# What is needed
Every entry, from first to last, is to be written out exactly.

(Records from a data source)

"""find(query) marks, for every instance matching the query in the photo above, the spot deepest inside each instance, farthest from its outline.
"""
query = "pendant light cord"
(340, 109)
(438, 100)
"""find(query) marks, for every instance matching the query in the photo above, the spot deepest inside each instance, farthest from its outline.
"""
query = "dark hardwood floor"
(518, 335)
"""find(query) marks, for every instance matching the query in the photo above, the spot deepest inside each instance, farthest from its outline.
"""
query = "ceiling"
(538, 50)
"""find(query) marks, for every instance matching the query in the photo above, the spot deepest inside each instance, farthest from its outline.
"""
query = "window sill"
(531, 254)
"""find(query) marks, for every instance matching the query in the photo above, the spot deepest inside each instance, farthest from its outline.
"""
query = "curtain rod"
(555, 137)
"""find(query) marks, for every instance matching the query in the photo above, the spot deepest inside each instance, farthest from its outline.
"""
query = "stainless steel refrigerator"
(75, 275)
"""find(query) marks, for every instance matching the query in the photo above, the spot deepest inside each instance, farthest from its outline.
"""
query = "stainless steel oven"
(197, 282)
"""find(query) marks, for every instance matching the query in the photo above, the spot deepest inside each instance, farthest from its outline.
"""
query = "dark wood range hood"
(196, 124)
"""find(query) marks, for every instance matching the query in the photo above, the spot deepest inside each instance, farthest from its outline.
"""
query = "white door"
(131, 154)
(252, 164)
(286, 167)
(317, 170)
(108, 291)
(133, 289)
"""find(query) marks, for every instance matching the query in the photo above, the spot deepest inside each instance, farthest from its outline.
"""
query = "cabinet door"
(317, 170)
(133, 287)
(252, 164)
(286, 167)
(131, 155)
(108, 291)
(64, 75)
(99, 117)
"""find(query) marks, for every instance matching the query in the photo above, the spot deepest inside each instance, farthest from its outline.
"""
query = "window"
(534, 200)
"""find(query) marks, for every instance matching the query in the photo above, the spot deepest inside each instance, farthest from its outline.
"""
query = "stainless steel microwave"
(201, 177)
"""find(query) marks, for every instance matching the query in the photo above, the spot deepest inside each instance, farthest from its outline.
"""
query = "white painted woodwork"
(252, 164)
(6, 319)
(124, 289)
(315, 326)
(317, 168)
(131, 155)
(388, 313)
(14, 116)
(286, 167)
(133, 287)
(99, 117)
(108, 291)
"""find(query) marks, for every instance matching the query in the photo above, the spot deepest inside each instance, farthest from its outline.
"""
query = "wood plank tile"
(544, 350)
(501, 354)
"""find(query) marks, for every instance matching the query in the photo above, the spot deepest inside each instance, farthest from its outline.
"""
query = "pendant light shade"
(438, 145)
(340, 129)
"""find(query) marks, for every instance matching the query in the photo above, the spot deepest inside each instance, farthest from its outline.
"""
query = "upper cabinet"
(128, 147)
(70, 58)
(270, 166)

# Result below
"""find(query) marks, for every instance matching the query in the photo above, the spot deepest inside each instance, farthest from its outline.
"""
query = "pendant light cord"
(340, 109)
(438, 100)
"""find(query) marks, for every instance matching the query in the photo above, the spot deepest inside each instance, farthest from its outline.
"""
query = "dark hardwood floor"
(518, 335)
"""find(query) marks, for every instance matching the query in the photo above, the spot deepest inside each instance, farthest from its outline.
"""
query = "ceiling"
(538, 50)
"""find(query) marks, for every instance matching the query in the photo above, the spot deepest inside each instance, farthest from its outline.
"""
query = "window sill"
(531, 254)
"""find(query) marks, for every instance matching the query in the photo above, the spot deepest inside each instance, farthest from its outline.
"""
query = "curtain rod"
(555, 137)
"""find(query) marks, for every instance matching the query in the photo above, the spot deepest inside each instance, farthest from its outline.
"""
query = "stainless steel refrigerator"
(75, 275)
"""find(query) marks, for every instance matching the query in the photo above, the spot deepest inside each instance, farthest from its outline.
"""
query = "stainless steel oven"
(197, 282)
"""find(query) marks, for every instance matching the query in the photo above, the spot deepest inside each instance, farthest from its outline.
"""
query = "dark wood range hood"
(196, 124)
"""find(query) marks, for every instance matching the query in the photo above, the spot deepest inside each instance, farthest from its outline.
"""
query = "white door"
(131, 154)
(252, 164)
(286, 167)
(317, 170)
(108, 291)
(133, 289)
"""find(query) marks, for every instance matching the query in the photo above, the spot deepest inside each instance, farthest from its outline.
"""
query = "cabinet door"
(317, 170)
(133, 287)
(252, 164)
(286, 167)
(131, 155)
(108, 291)
(64, 75)
(99, 117)
"""find(query) marks, for every instance matching the query in the photo above, the spot deepest inside each instance, farthest from its outline.
"""
query = "window"
(534, 200)
"""find(query) marks, for every instance matching the query in the photo above, the spot deepest inside each instance, farthest from its outline.
"""
query = "stainless steel microwave"
(201, 177)
"""find(query) marks, for every instance matching the query in the photo above, the spot deepest inside each instance, farthest from its outline.
"""
query = "white painted woodwork"
(252, 164)
(6, 319)
(124, 289)
(315, 326)
(317, 168)
(131, 155)
(388, 313)
(14, 116)
(286, 167)
(133, 287)
(99, 117)
(108, 291)
"""find(query) marks, for every instance matching the query in the photo above, the spot deepest inside each instance, farthest from its outline.
"""
query = "wood plank tile"
(544, 350)
(501, 354)
"""find(query) marks, for every instance matching the query in the photo above, the spot deepest inside each instance, farthest from its outline.
"""
query = "pendant light shade"
(438, 145)
(340, 129)
"""find(query) marks, for every instance matching the query in the photo above, the spot deepest inside each instance, farthest from its outline.
"""
query = "upper cabinet"
(128, 147)
(70, 58)
(270, 166)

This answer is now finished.